▶ [Text block]
####################

At the time when XMPP was getting standardized and was still mostly known as Jabber, I started implementing a Jabber chat client with a friend.

The problem with XMPP isn't that it was based on XML. No, what made it annoying was that the dudes who made it decided that instead of basing it on exchanging individual messages, i.e. XML documents like everyone else does, everything must instead be put inside a so-called XML stream.

IIRC it basically meant that the exchange started with a start tag that wasn't terminated until the connection was closed. Since nothing at the time was designed to work with unfinished XML documents (remember the end tag doesn't come until you're done), all the convenient standard XML tools/libraries wouldn't work.

So I don't think XMPP is a stellar piece of work. But it's of course much better than some proprietary crap, and it's sad to see it lose support, although I imagine to Google and Facebook who both probably couldn't care less about interoperability, having an open XMPP interface is probably more of a liability (spammers, enables people to skip their ads) than something they get much perceived value out of.

Even though it seems like a strange decision, using XML for the stream framing made the protocol nicely pure. It theoretically meant you didn't need to write a parser (this was a rare thing for a network protocol). In practice, though, you're right, most parsers at the time didn't work well with network streams.

Of course, lack of adoption by the big providers was almost certainly political rather than technical.

####################

Raw records
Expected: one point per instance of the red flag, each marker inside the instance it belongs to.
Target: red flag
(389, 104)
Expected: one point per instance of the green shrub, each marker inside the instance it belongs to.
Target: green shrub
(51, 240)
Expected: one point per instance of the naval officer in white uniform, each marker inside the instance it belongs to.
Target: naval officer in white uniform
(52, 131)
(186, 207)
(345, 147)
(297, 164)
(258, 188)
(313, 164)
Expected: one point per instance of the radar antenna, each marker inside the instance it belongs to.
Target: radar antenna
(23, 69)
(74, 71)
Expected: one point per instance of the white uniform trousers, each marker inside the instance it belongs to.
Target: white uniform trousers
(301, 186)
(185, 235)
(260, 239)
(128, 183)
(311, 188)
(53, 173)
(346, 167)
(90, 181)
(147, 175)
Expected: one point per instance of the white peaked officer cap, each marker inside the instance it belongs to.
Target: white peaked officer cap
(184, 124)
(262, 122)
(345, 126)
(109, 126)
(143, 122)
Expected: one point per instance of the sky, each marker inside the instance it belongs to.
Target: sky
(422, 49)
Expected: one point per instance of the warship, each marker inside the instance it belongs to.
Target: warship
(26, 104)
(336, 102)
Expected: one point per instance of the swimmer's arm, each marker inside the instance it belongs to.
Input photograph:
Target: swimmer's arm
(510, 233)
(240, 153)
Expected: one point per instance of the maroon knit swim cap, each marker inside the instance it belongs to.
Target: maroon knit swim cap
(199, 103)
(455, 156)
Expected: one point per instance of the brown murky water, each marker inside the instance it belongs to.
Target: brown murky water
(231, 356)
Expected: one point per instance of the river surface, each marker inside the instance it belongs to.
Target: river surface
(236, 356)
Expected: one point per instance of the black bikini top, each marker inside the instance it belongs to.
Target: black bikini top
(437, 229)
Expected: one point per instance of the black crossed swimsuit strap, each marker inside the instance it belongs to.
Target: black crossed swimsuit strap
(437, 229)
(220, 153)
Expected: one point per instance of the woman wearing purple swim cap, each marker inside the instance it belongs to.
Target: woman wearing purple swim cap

####################

▶ [Work to do]
Answer these questions using the XMPP discussion:
(a) What did the writer start building with a friend?
(b) Why wouldn't the standard XML tools and libraries of the time work with XMPP?
(c) What does the closing line say was behind the big providers not adopting it?

▶ [Output for this task]
(a) A Jabber chat client.
(b) The exchange began with a start tag that wasn't closed until the connection ended, and at the time nothing was designed to work with unfinished XML documents.
(c) It was almost certainly political rather than technical.